Short problem 1
According to the excerpt on probation and Napo, what is David Shipley currently researching?
Short problem 2
Continue the excerpt on probation and Napo from its last line.

*** Text passage ***

I would encourage Probation staff and managers to be conscious of this power dynamic,
and the potential to further traumatise people who’ve survived our prison system. Where
possible, phone or zoom check-ins are much easier for those on probation to cope with. If there’s no risk requiring attendance in person then perhaps a nationwide standard remote contact would help.

I recognise that regular in-person meetings with the same Probation Officer have a value
as changes in mood and appearance may provide an experienced Officer with warning signs. But really, what are we achieving by having a different officer meet the person on Probation each time, spending five minutes asking standard questions and then waving them on their way? It felt like box-ticking, the kind of administrative activity organisations perform to ensure no one can be blamed if things go wrong.

I still don’t know what to make of it. 27 months, one COM who actually sticks in my
memory. I feel that a good, functioning Probation service would care for its staff, retaining them and ensuring that offenders have a consistent relationship with the officer supervising them. That might actually do some good, reduce reoffending and provide meaningful work for the Probation staff.

David Shipley is a former prisoner who now writes and speaks on prison and justice issues. He is currently researching the probation service for a piece of investigative reporting and would love to speak (anonymously) with current or former Probation Officers.

Sunday 3 December 2023

Lets Look At Napo

It's been some time since I've said much about Napo and that's for a variety of reasons. I didn't attend the AGM and conference and somewhat unusually, I didn't have a lot to say about the motions up for debate because to me the absolutely key issue was a campaign to get probation out of the clutches of HMPPS command and control and the dead hand of the civil service. So where did that feature on the list of motions? Nowhere, apart from Wales where Napo Cymru got their act together as I outlined here. 

Lets remind ourselves of what the 2022 AGM produced for the current years Operational Plan:-

National Executive 

  • Fight for our professional integrity and our professional status by working with other Criminal Justice partners and unions to maintain our professional standards in Courts; fight the changes to the Parole process and fight to reinstate our ability to make recommendations; support staff involved in open parole hearings; continue to fight Offender Management in Custody (OMiC) especially the line management of probation staff by prisons; and campaign to take us out of the Civil Service in order to regain our independent professional status (Resolution 7)

  • Napo will redouble our demands for Probation to be taken out of the civil service, and unshackled from the Prison Service. Napo members will write to their MPs making this position clear. The NEC will draft a suggested briefing note and letter, and Napo will engage in a press and communications exercise, responding to each of the inevitable future “poor” and “needs improvement” inspection report making this position clear (Resolution 9)

*** Data records ***

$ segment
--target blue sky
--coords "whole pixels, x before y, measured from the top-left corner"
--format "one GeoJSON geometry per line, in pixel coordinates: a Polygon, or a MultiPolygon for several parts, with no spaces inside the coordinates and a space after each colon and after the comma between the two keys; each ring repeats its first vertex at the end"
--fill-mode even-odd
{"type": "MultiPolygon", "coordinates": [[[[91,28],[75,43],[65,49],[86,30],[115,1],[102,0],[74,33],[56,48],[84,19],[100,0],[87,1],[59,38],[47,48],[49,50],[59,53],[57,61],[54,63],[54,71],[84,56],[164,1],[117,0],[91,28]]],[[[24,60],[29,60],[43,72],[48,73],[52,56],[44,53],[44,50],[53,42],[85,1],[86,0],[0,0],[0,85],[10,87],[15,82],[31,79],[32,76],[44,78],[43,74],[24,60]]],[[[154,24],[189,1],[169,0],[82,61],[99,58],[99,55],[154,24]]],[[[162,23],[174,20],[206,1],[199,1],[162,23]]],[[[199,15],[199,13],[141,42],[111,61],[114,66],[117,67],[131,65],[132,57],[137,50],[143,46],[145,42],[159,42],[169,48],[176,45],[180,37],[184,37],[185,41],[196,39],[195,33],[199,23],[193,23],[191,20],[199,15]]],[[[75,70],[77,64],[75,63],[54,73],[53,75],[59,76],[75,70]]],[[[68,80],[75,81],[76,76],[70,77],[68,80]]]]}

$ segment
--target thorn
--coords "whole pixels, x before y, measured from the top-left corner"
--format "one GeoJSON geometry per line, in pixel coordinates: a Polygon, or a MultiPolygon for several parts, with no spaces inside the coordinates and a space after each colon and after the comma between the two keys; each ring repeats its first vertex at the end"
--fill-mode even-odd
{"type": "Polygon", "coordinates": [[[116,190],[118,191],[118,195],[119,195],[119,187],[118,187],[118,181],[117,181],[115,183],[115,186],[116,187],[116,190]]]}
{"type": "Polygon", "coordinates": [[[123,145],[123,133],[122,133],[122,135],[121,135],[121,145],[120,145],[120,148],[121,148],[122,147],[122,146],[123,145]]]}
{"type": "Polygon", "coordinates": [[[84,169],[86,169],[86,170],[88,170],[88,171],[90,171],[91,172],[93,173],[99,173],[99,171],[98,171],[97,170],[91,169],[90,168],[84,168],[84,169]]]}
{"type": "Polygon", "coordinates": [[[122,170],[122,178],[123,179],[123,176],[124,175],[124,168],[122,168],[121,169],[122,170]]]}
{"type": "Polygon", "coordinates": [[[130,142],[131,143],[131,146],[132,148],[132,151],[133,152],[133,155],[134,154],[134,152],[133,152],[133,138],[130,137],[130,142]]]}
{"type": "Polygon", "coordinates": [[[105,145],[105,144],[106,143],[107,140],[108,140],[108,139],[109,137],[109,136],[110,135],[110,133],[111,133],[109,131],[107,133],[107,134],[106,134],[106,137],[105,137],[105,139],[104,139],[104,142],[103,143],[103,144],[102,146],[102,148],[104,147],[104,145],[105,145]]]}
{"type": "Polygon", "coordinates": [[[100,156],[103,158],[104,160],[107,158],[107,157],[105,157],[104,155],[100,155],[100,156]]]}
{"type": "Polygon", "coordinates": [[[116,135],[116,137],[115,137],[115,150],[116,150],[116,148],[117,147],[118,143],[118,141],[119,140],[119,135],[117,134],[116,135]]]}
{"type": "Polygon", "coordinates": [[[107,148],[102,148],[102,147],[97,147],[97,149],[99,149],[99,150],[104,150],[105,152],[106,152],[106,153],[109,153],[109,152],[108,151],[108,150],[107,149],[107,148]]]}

***

Output 1
He is researching the probation service for a piece of investigative reporting.

Output 2
Pretty feisty stuff and clear cut. Fast forward to AGM 2023 and had it not been for Napo Cymru putting forward a spirited motion making the case for probation in Wales being fully devolved, the absolutely key issue of divorce from HMPPS wouldn't even have been discussed at all at Nottingham! 

Thank goodness for the the valiant efforts of Napo Cymru and their unstinting campaigning and assiduous political lobbying. I would venture to suggest that Napo England has much to learn from their efforts and should they bear fruit post the general election and a new UK Labour Administration, probation England is going to look pretty stupid as a totally isolated example of how not to do it. Sadly, Napo will look even more irrelevant than many feel it has already become. One can only speculate how the union is regarded by the MoJ and the HMPPS command and controllers! . 

So, this is what the new 2024 Operational Plan has to say:-

OBJECTIVE 3: CAMPAIGNING AND COMMUNICATING

Maintaining Napo’s high profile in successfully campaigning, promoting and communicating Napo’s policies and values. Organise the re-instatement of a national, amalgamated public Probation service and keep Cafcass as a public service, both with sufficient resources to guarantee jobs and service delivery. To work with unions, relevant organisations, MPs, Assembly Members, peers, parliamentary groups and others as appropriate in relation to wider public service campaigns.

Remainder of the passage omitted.